### Your task
Pictures do not belong in your copy. Repeat all the other data exactly.

────

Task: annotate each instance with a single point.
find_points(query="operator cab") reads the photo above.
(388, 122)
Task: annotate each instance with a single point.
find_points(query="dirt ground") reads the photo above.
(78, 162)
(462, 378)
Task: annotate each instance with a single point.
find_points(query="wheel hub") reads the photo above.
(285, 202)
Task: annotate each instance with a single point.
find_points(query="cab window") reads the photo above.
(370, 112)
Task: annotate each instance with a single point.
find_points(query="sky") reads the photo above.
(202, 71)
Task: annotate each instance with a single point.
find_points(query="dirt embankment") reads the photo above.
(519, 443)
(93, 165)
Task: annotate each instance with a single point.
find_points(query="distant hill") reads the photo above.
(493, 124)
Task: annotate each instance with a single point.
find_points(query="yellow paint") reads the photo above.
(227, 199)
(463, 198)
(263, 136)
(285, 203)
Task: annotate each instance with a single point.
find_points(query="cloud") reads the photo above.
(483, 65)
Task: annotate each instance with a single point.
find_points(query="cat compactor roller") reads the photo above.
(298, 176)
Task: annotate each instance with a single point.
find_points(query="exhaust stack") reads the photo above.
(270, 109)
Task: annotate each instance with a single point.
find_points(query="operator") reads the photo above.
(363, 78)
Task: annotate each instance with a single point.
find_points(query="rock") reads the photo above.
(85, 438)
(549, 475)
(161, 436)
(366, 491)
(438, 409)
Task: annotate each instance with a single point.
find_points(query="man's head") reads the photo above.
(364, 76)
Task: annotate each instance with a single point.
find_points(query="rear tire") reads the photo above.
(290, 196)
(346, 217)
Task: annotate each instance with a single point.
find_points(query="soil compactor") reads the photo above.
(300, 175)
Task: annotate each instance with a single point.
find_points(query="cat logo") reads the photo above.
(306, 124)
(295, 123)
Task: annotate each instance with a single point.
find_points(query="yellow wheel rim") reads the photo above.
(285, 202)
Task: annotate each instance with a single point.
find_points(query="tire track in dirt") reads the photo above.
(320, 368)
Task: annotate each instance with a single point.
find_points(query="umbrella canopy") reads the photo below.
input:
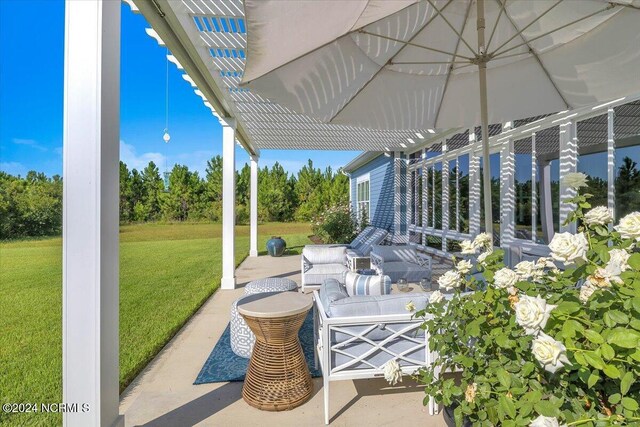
(439, 63)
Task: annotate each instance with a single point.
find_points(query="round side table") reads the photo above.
(277, 378)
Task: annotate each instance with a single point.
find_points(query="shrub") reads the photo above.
(336, 225)
(537, 344)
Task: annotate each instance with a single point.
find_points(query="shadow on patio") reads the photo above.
(164, 394)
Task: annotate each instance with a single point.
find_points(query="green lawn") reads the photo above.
(166, 272)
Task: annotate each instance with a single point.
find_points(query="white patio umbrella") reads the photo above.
(411, 64)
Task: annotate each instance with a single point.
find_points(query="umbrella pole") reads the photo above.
(486, 164)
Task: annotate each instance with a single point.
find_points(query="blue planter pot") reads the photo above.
(276, 246)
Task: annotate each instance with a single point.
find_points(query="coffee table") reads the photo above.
(278, 378)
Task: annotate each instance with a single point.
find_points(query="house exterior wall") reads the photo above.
(381, 191)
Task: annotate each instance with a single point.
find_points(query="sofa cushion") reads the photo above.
(396, 253)
(360, 284)
(331, 290)
(317, 274)
(362, 236)
(324, 254)
(372, 240)
(404, 270)
(376, 305)
(354, 253)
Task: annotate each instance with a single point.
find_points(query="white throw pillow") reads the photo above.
(360, 284)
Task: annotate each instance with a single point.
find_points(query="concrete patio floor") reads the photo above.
(164, 394)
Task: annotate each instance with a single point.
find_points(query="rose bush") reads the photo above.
(550, 343)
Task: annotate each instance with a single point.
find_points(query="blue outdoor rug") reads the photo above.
(224, 365)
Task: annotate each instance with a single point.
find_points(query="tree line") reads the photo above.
(32, 206)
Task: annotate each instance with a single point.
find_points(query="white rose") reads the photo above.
(470, 392)
(483, 240)
(449, 280)
(629, 226)
(504, 278)
(483, 257)
(436, 297)
(392, 372)
(586, 291)
(602, 277)
(569, 248)
(550, 353)
(525, 269)
(543, 421)
(619, 258)
(575, 180)
(467, 248)
(464, 267)
(600, 215)
(545, 262)
(532, 313)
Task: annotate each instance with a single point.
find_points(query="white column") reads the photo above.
(474, 186)
(534, 190)
(445, 195)
(507, 191)
(397, 188)
(457, 218)
(568, 164)
(611, 164)
(228, 202)
(253, 202)
(90, 342)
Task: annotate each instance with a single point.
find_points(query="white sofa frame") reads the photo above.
(325, 325)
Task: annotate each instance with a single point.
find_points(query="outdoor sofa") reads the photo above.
(400, 262)
(320, 262)
(355, 336)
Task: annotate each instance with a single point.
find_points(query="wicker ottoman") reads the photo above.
(242, 339)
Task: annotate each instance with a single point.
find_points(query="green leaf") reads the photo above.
(625, 338)
(625, 383)
(593, 379)
(593, 336)
(580, 358)
(634, 261)
(594, 360)
(618, 316)
(630, 404)
(607, 351)
(567, 307)
(546, 408)
(615, 398)
(503, 377)
(507, 406)
(527, 368)
(611, 371)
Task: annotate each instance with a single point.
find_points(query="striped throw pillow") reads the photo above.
(360, 284)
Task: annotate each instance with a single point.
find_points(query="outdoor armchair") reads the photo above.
(400, 262)
(320, 262)
(356, 336)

────

### Reply
Task: annotate each instance with a single point.
find_points(query="operator cab") reads the photo above.
(388, 122)
Task: annotate each instance with a single point.
find_points(query="dirt ground") reads the photo above.
(78, 162)
(462, 378)
Task: annotate each instance with a single point.
find_points(query="wheel hub") reads the photo above.
(285, 202)
Task: annotate each instance with a single point.
find_points(query="cab window") reads the photo above.
(370, 112)
Task: annotate each instance with a single point.
find_points(query="sky") reads the photo above.
(202, 71)
Task: annotate each instance with a single point.
find_points(query="dirt embankment") reads the photo above.
(519, 443)
(93, 165)
Task: annotate each instance with a single point.
find_points(query="distant hill") reads the photo above.
(493, 124)
Task: annotate each instance with a single point.
find_points(query="yellow paint") reads the photo above.
(227, 199)
(463, 198)
(263, 136)
(285, 203)
Task: annotate each instance with a single point.
find_points(query="cloud") reads the photo above.
(483, 65)
Task: annotate each instance with a single point.
find_points(query="cat compactor roller") reads the photo above.
(298, 176)
Task: annotate each instance with a single point.
find_points(query="exhaust stack") reads the photo above.
(270, 109)
Task: annotate each instance with a single point.
find_points(query="operator") reads the photo above.
(363, 78)
Task: annotate each instance with a single point.
find_points(query="rock") reads the photo above.
(85, 438)
(549, 475)
(161, 436)
(366, 491)
(438, 409)
Task: annotate each instance with a single point.
find_points(query="man's head") reads the photo above.
(364, 76)
Task: annotate each instance with a single point.
find_points(query="rear tire") reads the photo above.
(290, 196)
(346, 217)
Task: annotate each instance with a single point.
find_points(query="soil compactor") reads the photo above.
(300, 175)
Task: annotate each instance with a single point.
find_points(query="cat logo") reads the photo above.
(306, 124)
(295, 123)
Task: annotate each instance with a single point.
find_points(query="yellow wheel rim") reads the photo above.
(285, 202)
Task: annotate each instance with a single point.
find_points(query="tire track in dirt") reads the photo above.
(320, 368)
Task: annotate each instance with a single point.
find_points(query="umbrella canopy") reads the photo below.
input:
(439, 63)
Task: annotate each instance with a single point.
find_points(query="round side table") reads the photo above.
(277, 378)
Task: annotate each instance with a single point.
find_points(query="shrub") reads the photo above.
(336, 225)
(537, 344)
Task: annotate each instance with a single point.
find_points(query="shadow on patio") reads the photo above.
(164, 394)
Task: annotate each instance with a single point.
find_points(query="green lawn") reads the photo above.
(166, 272)
Task: annotate each instance with a single point.
find_points(query="white patio umbrella") reads the photo above.
(411, 64)
Task: annotate each instance with a single point.
find_points(query="umbrella pole") reads the photo above.
(486, 164)
Task: annotate each instance with a single point.
find_points(query="blue planter pot") reads the photo above.
(276, 246)
Task: annotate each instance with a single point.
find_points(query="coffee table") reads the photo above.
(278, 378)
Task: annotate each instance with a single point.
find_points(query="house exterior wall") reads the photo above.
(381, 191)
Task: annotate each instance with a single point.
find_points(query="sofa cushion") reads the photo above.
(396, 253)
(360, 284)
(331, 290)
(317, 274)
(362, 236)
(324, 254)
(372, 240)
(404, 270)
(376, 305)
(354, 253)
Task: annotate each instance with a single point.
find_points(query="white throw pillow") reads the photo above.
(360, 284)
Task: annotate each instance with a single point.
find_points(query="concrete patio floor") reads the photo above.
(164, 394)
Task: annotate each instance with a single point.
find_points(query="rose bush") reads the photo above.
(550, 343)
Task: annotate each instance with a single point.
find_points(query="blue outdoor rug") reads the photo above.
(224, 365)
Task: annotate each instance with a single point.
find_points(query="tree line") reads the photo above.
(32, 206)
Task: annotate each instance with a single point.
find_points(query="white rose") reads the photo above.
(470, 392)
(483, 240)
(449, 280)
(629, 226)
(504, 278)
(483, 257)
(436, 297)
(392, 372)
(586, 291)
(602, 277)
(569, 248)
(550, 353)
(525, 269)
(543, 421)
(619, 258)
(575, 180)
(467, 248)
(464, 267)
(600, 215)
(545, 262)
(532, 313)
Task: annotate each instance with a single point.
find_points(query="white column") reads the photo above.
(474, 186)
(534, 190)
(445, 195)
(507, 191)
(397, 188)
(457, 218)
(568, 164)
(611, 164)
(228, 202)
(253, 202)
(90, 342)
Task: annotate each instance with a single point.
find_points(query="white sofa frame") reads the photo above.
(325, 325)
Task: annotate each instance with a single point.
find_points(query="outdoor sofa") reads the photo above.
(400, 262)
(320, 262)
(355, 336)
Task: annotate each instance with a single point.
find_points(query="wicker ottoman") reads the photo above.
(242, 339)
Task: annotate each instance with a single point.
find_points(query="green leaf") reads the photo above.
(625, 338)
(625, 383)
(593, 379)
(593, 336)
(580, 358)
(634, 261)
(594, 360)
(618, 316)
(630, 404)
(607, 351)
(567, 307)
(546, 408)
(615, 398)
(503, 377)
(507, 406)
(527, 368)
(611, 371)
Task: annotate each instance with a single point.
find_points(query="striped throw pillow") reads the photo above.
(360, 284)
Task: annotate each instance with a single point.
find_points(query="outdoor armchair") reads the photo above.
(400, 262)
(320, 262)
(356, 336)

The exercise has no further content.